Stated exercise:
Reproduce the copyright abstract starting with "The reason for" and going on through "at all satisfactory.", replacing "satisfactory" with "helpful".

==== Reading passage

An Unconventional Approach to Reviewing the Judicially Unreviewable: Applying the Dormant Commerce Clause to Copyright
58 Pages Posted: 26 Sep 2015 Last revised: 15 Dec 2015
Date Written: 2015
Congress is again on the verge of acting in enacting copyright legislation. This will likely include extending copyright protections in time and scope. Over the past four decades, Congress has stretched and expanded copyright protections, and then stretched and expanded copyright protections yet again, each time more aggressively than the last.
This poses a problem. The problem is not that Congress will act – even as dysfunctional as our current Congress is copyright legislation will move forward. Nor is the concern that we do not know what Congress will do. History has shown that Congress will continue expanding copyright’s scope. The concern is that the constitutional law in this area is terribly unclear. A faithful legal counsel for Congress could hardly provide solid advice on how one might construe the Constitution’s Copyright Clause, or whether Congress’s action is constitutional.
The reason for this is the Supreme Court’s lack of guidance. The Court’s two major, recent Supreme Court cases dealing with the constitutionality of congressional action with respect to copyright extension and expansion are Eldred v. Ashcroft and Golan v. Holder. In terms of providing clarity to the constitutionality of congressional action, neither is at all satisfactory.

========
==== Data lines

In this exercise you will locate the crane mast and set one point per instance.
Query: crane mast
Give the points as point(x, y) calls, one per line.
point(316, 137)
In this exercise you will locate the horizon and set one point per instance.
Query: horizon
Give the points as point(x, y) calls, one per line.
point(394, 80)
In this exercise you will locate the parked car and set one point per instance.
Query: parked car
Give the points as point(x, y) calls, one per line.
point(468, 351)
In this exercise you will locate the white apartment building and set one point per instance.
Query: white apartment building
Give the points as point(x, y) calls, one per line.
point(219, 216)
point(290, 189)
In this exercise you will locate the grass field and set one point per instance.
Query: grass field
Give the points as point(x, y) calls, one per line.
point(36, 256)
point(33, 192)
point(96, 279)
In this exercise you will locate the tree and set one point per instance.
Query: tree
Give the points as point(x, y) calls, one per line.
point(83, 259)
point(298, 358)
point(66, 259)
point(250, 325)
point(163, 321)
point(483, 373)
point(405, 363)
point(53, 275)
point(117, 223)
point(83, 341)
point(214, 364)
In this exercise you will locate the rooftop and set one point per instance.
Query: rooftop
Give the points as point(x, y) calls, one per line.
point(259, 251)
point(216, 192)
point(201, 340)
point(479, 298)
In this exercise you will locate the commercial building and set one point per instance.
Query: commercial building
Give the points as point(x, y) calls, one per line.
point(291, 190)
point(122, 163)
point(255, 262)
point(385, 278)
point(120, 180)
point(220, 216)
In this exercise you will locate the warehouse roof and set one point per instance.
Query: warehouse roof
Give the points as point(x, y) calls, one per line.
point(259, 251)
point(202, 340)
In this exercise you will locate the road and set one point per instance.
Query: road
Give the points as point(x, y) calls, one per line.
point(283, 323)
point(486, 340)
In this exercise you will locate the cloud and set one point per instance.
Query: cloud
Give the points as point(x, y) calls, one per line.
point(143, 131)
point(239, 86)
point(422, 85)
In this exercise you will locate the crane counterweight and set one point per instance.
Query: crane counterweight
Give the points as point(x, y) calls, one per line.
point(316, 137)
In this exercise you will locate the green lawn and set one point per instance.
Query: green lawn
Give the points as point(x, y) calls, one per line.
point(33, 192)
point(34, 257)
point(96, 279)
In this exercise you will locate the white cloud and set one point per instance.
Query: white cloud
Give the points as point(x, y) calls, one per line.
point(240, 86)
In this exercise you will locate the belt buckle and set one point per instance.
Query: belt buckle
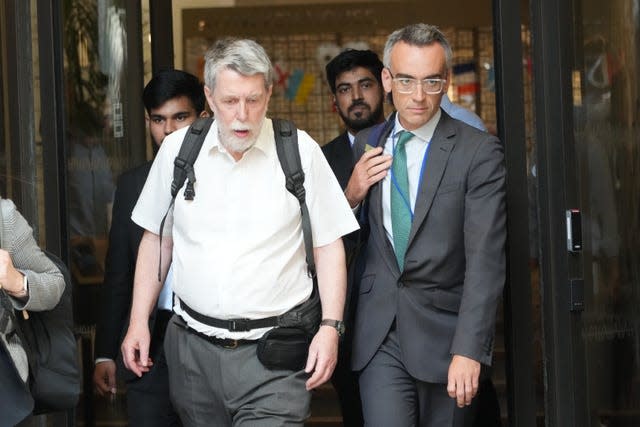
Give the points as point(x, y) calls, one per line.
point(239, 325)
point(230, 344)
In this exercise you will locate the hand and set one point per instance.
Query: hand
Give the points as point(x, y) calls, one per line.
point(11, 280)
point(464, 374)
point(371, 168)
point(135, 349)
point(104, 377)
point(323, 356)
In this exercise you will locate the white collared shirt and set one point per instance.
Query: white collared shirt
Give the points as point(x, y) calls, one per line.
point(238, 248)
point(416, 148)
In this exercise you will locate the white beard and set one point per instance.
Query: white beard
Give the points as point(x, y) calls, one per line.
point(239, 145)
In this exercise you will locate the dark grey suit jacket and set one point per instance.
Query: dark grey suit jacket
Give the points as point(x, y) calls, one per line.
point(445, 299)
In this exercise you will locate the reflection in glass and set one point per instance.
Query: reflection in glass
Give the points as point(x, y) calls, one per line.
point(606, 116)
point(95, 41)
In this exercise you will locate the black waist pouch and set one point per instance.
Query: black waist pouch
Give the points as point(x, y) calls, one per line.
point(287, 345)
point(284, 348)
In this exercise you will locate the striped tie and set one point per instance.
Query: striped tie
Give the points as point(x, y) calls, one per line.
point(400, 199)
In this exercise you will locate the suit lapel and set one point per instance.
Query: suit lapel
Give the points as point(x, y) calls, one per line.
point(376, 215)
point(440, 148)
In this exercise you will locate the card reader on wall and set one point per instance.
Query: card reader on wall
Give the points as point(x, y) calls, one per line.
point(574, 230)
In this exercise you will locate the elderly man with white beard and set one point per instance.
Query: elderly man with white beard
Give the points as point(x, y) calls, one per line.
point(238, 254)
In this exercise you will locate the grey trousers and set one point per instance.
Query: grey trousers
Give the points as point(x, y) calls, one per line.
point(215, 386)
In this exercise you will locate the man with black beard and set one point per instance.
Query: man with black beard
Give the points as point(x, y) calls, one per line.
point(354, 77)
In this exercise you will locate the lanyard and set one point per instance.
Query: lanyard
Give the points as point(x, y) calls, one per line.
point(405, 197)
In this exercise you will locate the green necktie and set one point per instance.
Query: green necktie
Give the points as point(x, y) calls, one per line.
point(400, 199)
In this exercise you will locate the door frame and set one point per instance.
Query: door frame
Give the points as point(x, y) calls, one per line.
point(558, 191)
point(517, 297)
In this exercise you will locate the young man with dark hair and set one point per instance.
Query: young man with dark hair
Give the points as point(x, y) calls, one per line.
point(354, 77)
point(173, 99)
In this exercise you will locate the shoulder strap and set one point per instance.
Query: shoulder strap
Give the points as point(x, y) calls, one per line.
point(183, 168)
point(286, 135)
point(189, 150)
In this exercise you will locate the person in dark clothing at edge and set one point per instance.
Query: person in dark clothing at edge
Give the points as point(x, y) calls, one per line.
point(173, 99)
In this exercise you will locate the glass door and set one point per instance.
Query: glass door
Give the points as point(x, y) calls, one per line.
point(606, 113)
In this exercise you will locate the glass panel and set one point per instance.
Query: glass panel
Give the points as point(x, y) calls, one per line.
point(95, 42)
point(606, 112)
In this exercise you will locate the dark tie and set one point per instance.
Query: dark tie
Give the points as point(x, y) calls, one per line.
point(400, 199)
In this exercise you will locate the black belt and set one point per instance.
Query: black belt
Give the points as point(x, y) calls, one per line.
point(232, 325)
point(222, 342)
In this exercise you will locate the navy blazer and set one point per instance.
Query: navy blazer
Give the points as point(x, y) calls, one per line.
point(444, 300)
point(340, 157)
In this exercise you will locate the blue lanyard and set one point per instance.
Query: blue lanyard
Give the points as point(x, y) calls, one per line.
point(405, 197)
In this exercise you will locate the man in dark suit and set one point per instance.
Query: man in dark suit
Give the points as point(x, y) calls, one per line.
point(434, 264)
point(173, 99)
point(354, 77)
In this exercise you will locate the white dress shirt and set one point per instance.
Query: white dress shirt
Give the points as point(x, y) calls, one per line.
point(238, 248)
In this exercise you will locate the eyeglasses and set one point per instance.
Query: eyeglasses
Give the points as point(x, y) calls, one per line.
point(409, 85)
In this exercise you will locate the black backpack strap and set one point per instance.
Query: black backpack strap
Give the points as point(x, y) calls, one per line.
point(286, 136)
point(189, 150)
point(183, 168)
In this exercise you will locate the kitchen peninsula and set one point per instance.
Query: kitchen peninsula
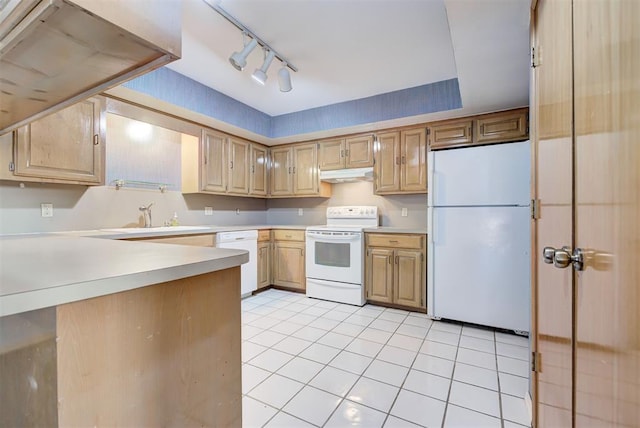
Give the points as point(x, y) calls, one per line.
point(100, 332)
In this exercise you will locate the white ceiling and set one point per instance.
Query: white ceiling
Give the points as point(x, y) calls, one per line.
point(350, 49)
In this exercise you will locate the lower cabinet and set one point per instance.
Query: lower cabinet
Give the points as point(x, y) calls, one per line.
point(396, 270)
point(288, 259)
point(264, 258)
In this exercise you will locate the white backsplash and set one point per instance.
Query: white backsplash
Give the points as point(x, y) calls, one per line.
point(84, 208)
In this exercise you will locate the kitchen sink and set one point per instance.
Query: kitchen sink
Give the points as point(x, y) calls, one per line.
point(155, 229)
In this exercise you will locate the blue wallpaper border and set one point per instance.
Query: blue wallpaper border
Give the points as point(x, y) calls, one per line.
point(177, 89)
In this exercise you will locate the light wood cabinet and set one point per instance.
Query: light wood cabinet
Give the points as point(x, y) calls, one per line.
point(380, 275)
point(387, 163)
point(225, 165)
point(400, 162)
point(281, 165)
point(238, 167)
point(258, 183)
point(395, 269)
point(450, 134)
point(294, 172)
point(264, 258)
point(214, 169)
point(305, 170)
point(351, 152)
point(67, 146)
point(331, 154)
point(288, 259)
point(413, 161)
point(500, 127)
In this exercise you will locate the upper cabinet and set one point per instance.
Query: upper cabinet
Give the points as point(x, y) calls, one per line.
point(64, 147)
point(56, 53)
point(491, 128)
point(258, 182)
point(227, 165)
point(400, 162)
point(294, 172)
point(214, 168)
point(352, 152)
point(239, 151)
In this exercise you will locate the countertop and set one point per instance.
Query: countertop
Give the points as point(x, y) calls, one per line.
point(128, 233)
point(47, 269)
point(38, 271)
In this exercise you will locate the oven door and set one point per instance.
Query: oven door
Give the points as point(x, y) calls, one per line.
point(334, 256)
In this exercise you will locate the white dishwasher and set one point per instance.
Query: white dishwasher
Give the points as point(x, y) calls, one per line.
point(243, 240)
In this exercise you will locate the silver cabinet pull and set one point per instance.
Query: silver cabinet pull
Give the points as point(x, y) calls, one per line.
point(563, 257)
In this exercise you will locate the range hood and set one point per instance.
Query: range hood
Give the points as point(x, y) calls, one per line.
point(347, 175)
point(54, 53)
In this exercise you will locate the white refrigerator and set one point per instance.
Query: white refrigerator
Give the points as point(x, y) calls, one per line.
point(479, 235)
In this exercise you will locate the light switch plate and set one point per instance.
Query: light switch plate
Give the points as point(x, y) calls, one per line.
point(46, 210)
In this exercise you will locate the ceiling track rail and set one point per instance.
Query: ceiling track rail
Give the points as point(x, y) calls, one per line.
point(214, 4)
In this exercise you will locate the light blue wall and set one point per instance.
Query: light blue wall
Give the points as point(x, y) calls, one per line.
point(434, 97)
point(172, 87)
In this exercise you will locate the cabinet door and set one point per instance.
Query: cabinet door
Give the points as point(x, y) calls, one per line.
point(379, 278)
point(331, 154)
point(238, 167)
point(450, 134)
point(387, 163)
point(288, 264)
point(67, 145)
point(214, 173)
point(502, 127)
point(258, 174)
point(409, 285)
point(413, 172)
point(359, 151)
point(264, 264)
point(305, 170)
point(281, 172)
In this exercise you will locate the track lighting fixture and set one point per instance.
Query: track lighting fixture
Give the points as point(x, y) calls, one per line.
point(284, 78)
point(260, 75)
point(239, 59)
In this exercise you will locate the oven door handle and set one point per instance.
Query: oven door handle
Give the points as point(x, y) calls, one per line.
point(331, 238)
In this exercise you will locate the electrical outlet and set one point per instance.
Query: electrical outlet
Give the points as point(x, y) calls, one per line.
point(46, 210)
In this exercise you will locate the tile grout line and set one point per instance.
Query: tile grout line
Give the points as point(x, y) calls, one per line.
point(340, 349)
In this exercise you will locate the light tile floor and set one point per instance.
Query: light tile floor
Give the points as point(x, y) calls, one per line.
point(309, 362)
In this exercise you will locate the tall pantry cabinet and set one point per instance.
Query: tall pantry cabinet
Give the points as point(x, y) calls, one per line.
point(586, 132)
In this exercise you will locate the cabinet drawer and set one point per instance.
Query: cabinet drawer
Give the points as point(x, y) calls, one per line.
point(264, 235)
point(195, 240)
point(288, 235)
point(395, 241)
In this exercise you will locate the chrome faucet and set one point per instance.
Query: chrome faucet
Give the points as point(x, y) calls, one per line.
point(146, 212)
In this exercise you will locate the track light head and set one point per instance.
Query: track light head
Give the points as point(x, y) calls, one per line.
point(239, 59)
point(284, 79)
point(260, 75)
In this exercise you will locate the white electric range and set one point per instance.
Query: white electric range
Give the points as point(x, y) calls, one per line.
point(335, 254)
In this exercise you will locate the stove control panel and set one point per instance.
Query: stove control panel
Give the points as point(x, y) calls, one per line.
point(353, 212)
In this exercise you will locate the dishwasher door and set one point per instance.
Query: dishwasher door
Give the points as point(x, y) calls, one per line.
point(243, 240)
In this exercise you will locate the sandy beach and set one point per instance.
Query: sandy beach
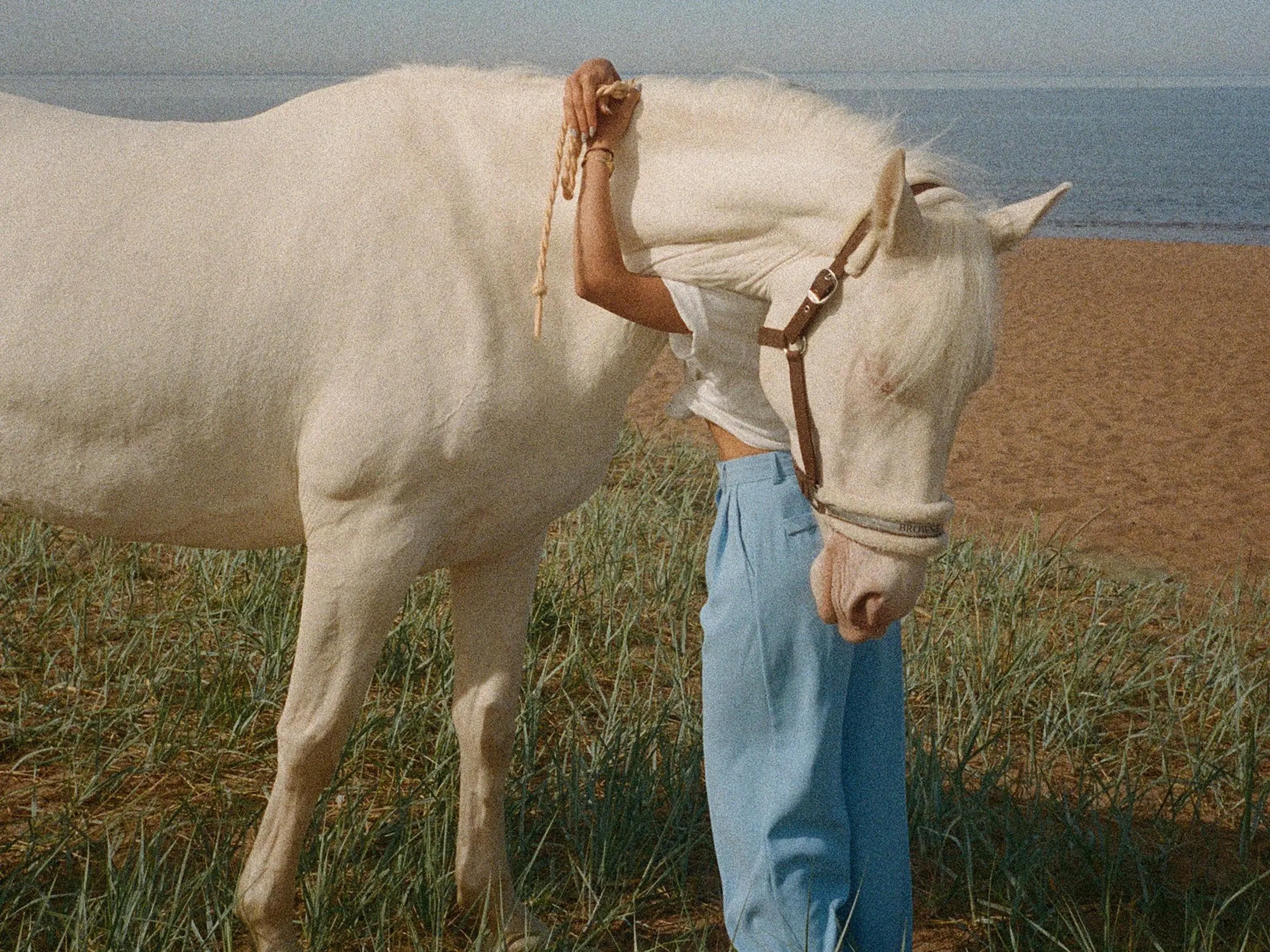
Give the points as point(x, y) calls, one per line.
point(1131, 398)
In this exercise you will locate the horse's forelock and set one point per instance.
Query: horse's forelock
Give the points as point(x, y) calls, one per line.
point(935, 325)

========

The response:
The reason for this is the Supreme Court’s lack of guidance. The Court’s two major, recent Supreme Court cases dealing with the constitutionality of congressional action with respect to copyright extension and expansion are Eldred v. Ashcroft and Golan v. Holder. In terms of providing clarity to the constitutionality of congressional action, neither is at all helpful.